# Start of DATASET RECORDS
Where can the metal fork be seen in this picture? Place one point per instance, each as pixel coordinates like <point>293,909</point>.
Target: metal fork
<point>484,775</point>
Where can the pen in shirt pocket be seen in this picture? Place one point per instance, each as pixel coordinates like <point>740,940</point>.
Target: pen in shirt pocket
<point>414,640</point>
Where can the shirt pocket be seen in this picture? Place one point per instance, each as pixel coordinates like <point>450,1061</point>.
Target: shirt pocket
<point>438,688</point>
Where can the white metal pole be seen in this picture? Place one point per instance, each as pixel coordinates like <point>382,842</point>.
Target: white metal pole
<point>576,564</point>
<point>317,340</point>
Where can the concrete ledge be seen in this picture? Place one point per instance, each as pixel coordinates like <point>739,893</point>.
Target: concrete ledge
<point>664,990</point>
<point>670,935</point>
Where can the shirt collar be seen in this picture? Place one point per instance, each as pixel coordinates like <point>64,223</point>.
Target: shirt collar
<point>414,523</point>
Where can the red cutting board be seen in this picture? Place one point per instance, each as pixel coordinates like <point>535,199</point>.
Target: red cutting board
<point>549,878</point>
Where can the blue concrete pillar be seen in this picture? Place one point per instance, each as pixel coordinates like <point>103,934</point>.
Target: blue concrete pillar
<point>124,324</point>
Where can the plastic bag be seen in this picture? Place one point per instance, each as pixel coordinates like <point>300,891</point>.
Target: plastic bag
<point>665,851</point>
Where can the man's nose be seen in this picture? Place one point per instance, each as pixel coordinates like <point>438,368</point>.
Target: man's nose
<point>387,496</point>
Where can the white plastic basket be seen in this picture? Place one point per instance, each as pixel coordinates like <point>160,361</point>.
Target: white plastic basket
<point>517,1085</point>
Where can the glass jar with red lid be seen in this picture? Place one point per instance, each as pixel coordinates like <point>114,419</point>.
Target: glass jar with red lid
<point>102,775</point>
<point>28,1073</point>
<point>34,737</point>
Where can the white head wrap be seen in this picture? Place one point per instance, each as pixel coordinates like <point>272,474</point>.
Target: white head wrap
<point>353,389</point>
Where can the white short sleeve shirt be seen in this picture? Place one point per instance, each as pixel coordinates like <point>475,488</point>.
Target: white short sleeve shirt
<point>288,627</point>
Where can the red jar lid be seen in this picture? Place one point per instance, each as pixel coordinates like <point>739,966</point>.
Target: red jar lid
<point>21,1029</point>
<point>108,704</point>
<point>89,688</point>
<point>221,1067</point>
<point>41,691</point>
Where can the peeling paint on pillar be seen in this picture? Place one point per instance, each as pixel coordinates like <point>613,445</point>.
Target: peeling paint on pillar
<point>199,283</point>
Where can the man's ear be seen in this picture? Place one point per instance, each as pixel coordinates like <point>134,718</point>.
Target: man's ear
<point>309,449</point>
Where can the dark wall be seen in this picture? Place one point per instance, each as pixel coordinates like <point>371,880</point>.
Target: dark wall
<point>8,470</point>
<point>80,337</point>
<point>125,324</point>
# End of DATASET RECORDS
:: WHAT IS BEING ASKED ::
Rewrite the stretch from the line containing "Where can the man's ear" through the end of the entries, requests included. Raise every point coordinate in the answers by 85, and leave the sample coordinates in the requests unchanged.

:: OUTPUT ::
Where can the man's ear be seen in this picture? Place one point per instance, each as pixel coordinates like <point>134,718</point>.
Target: man's ear
<point>394,534</point>
Where can the dark wall be seen in this picture? Place one point per instance, each as pixel coordinates like <point>371,880</point>.
Target: dark wall
<point>93,555</point>
<point>165,422</point>
<point>210,409</point>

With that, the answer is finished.